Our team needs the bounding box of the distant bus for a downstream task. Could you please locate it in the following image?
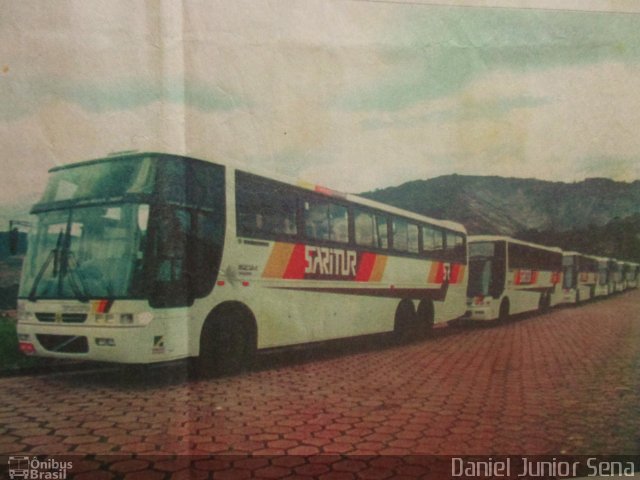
[562,251,598,304]
[18,153,467,371]
[594,257,613,297]
[627,262,640,288]
[466,235,562,320]
[609,258,626,293]
[622,262,640,290]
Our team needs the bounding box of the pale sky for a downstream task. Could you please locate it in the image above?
[0,0,640,228]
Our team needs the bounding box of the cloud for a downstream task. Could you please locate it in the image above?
[362,95,551,130]
[0,77,250,120]
[335,5,640,111]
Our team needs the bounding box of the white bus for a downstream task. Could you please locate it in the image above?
[562,251,598,304]
[621,262,638,290]
[465,235,562,321]
[18,153,467,370]
[594,257,613,297]
[627,262,640,288]
[609,258,626,293]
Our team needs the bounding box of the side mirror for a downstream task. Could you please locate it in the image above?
[9,227,20,255]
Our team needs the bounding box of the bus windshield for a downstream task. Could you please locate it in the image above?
[19,154,225,308]
[467,242,496,297]
[19,204,149,300]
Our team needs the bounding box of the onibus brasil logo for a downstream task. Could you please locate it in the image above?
[8,456,73,480]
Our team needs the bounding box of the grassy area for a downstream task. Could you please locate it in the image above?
[0,315,43,375]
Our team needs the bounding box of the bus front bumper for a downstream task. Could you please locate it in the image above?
[17,322,187,363]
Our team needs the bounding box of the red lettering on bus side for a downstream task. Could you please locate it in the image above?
[283,243,307,280]
[356,252,376,282]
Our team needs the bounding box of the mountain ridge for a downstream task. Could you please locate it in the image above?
[360,174,640,235]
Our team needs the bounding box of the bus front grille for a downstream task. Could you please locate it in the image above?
[36,334,89,353]
[36,312,87,323]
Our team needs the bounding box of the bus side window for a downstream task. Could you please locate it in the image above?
[354,209,378,247]
[304,200,349,243]
[376,215,389,249]
[236,172,298,238]
[407,223,420,253]
[446,232,465,262]
[422,225,444,255]
[392,218,409,252]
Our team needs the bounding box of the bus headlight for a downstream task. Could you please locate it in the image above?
[18,310,36,322]
[136,312,153,325]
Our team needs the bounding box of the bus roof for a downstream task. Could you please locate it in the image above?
[467,235,563,253]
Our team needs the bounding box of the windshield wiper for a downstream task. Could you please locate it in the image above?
[27,212,89,303]
[58,215,89,302]
[28,230,63,302]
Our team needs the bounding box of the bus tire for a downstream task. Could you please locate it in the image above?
[417,300,435,335]
[393,298,417,340]
[538,292,551,313]
[498,298,511,323]
[196,306,257,377]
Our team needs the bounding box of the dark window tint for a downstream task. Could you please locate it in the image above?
[354,208,387,248]
[304,198,349,243]
[422,225,444,256]
[509,243,562,271]
[236,172,298,238]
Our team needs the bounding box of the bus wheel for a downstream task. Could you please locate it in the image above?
[393,298,417,340]
[538,292,551,313]
[417,300,435,334]
[498,298,510,323]
[197,310,256,376]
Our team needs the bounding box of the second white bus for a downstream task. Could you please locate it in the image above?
[465,235,562,321]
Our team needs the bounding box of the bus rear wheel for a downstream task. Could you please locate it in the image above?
[196,311,256,377]
[498,298,511,323]
[393,298,417,341]
[417,300,435,335]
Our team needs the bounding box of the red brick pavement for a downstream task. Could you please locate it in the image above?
[0,291,640,480]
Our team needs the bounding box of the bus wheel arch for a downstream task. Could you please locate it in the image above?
[416,298,435,333]
[498,297,511,322]
[197,302,258,375]
[393,298,417,339]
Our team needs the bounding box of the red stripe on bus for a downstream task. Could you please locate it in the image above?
[282,243,307,280]
[435,262,446,283]
[356,252,376,282]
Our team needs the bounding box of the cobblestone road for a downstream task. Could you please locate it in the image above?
[0,290,640,479]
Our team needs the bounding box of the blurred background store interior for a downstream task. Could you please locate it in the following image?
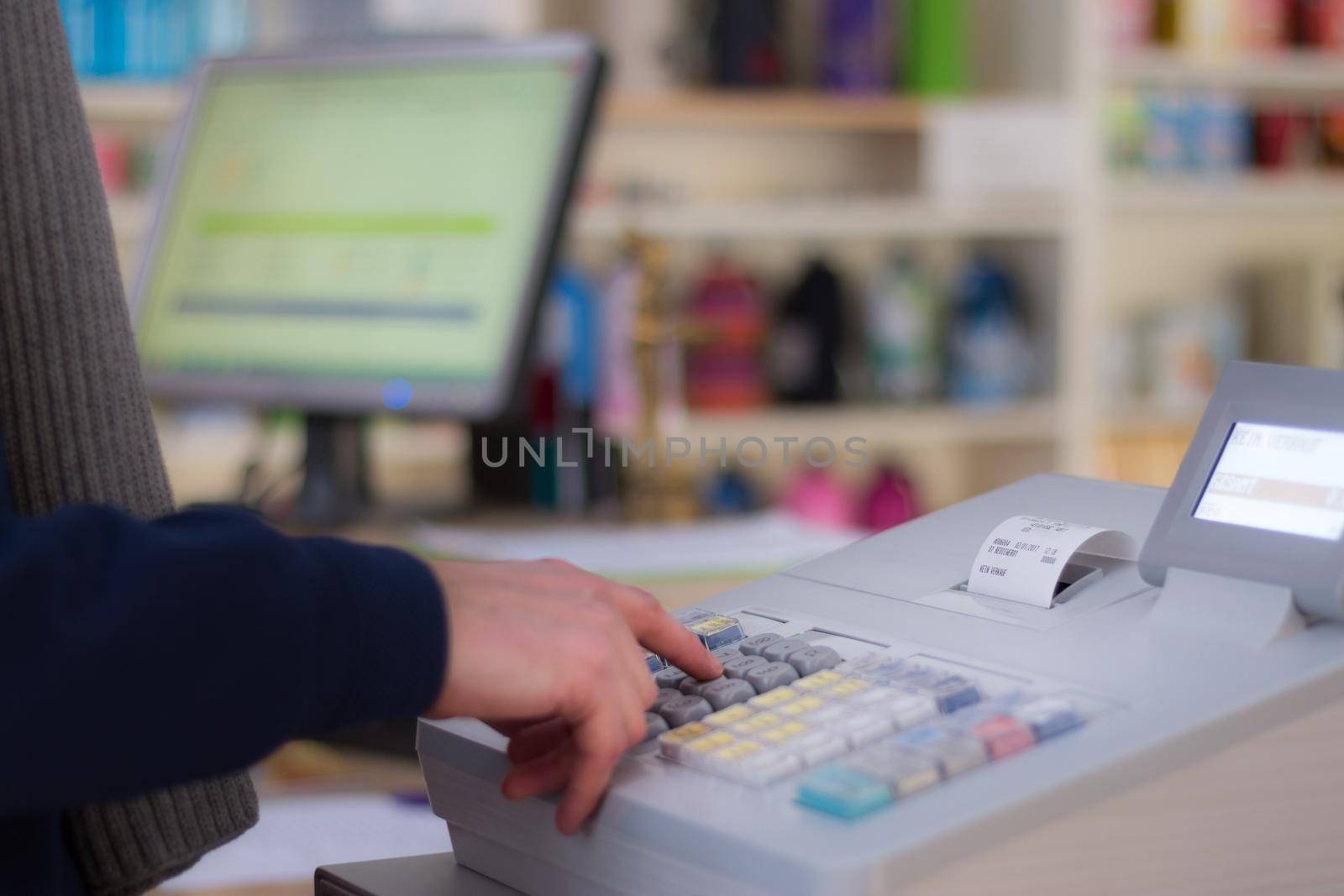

Problem to work on> Quote verbatim the rows from the line containing "Our team needs the bounding box of the pale" through the line containing "[467,235,563,253]", including both of those lines.

Solution for this task>
Our team needs the bounding box of the pale sky for a downstream task. Could you please locate it in the image above?
[0,0,640,228]
Our team needs the bounding box of the cloud for a downstream task. Could you please locate it in the image above?
[362,95,551,130]
[0,77,250,120]
[335,5,640,111]
Our team needs the bounding box of the white bus for a downstream task. Could you please locate it in the image above?
[562,251,598,304]
[621,262,638,290]
[465,235,562,321]
[18,153,467,370]
[594,257,613,297]
[627,262,640,288]
[609,258,626,293]
Our team needs the bounding box of the side mirror for a downstream task. Could you please locate it in the image above?
[9,227,20,255]
Our team needs the bounding box of the bus windshield for a downstream task. Could you please locate it in the image above?
[19,154,225,308]
[467,242,496,297]
[19,204,149,300]
Our team needs the bounding box of the onibus brasil logo for a downstream task. Could you please locate it in the image above?
[8,456,73,480]
Our team needs the bounding box of the grassy area for a downstream task. Could you please locate it in the image above?
[0,315,43,375]
Our team needs the bounding box of the bus front bumper for a downstream task. Could you please locate it in the image above?
[17,322,187,363]
Our team needs the bounding box of the red lettering on bus side for a downstream task. Could you please locate it in the image above?
[283,243,307,280]
[356,252,376,282]
Our team needs the bounding box of the mountain ridge for a downstream task. Could you please locate it in the image above?
[360,174,640,235]
Our team needs the bounding box of the bus front grille for a downstream task. Could you please locate it in the image above?
[36,334,89,353]
[36,312,87,323]
Our team needs the bounding box of the bus side window for a downstream task. Could you please locate it in the image above?
[354,209,378,247]
[304,200,349,243]
[376,215,389,249]
[236,172,298,238]
[407,223,420,253]
[446,232,465,262]
[422,225,444,255]
[392,218,409,252]
Our team needs the bounding box of the bus headlight for a downstream task. Could you please locate it in the image above?
[18,310,36,322]
[136,312,153,325]
Our team needs the bounding box of the bus roof for a downstream task. Could you please locate it in the image above?
[467,235,563,253]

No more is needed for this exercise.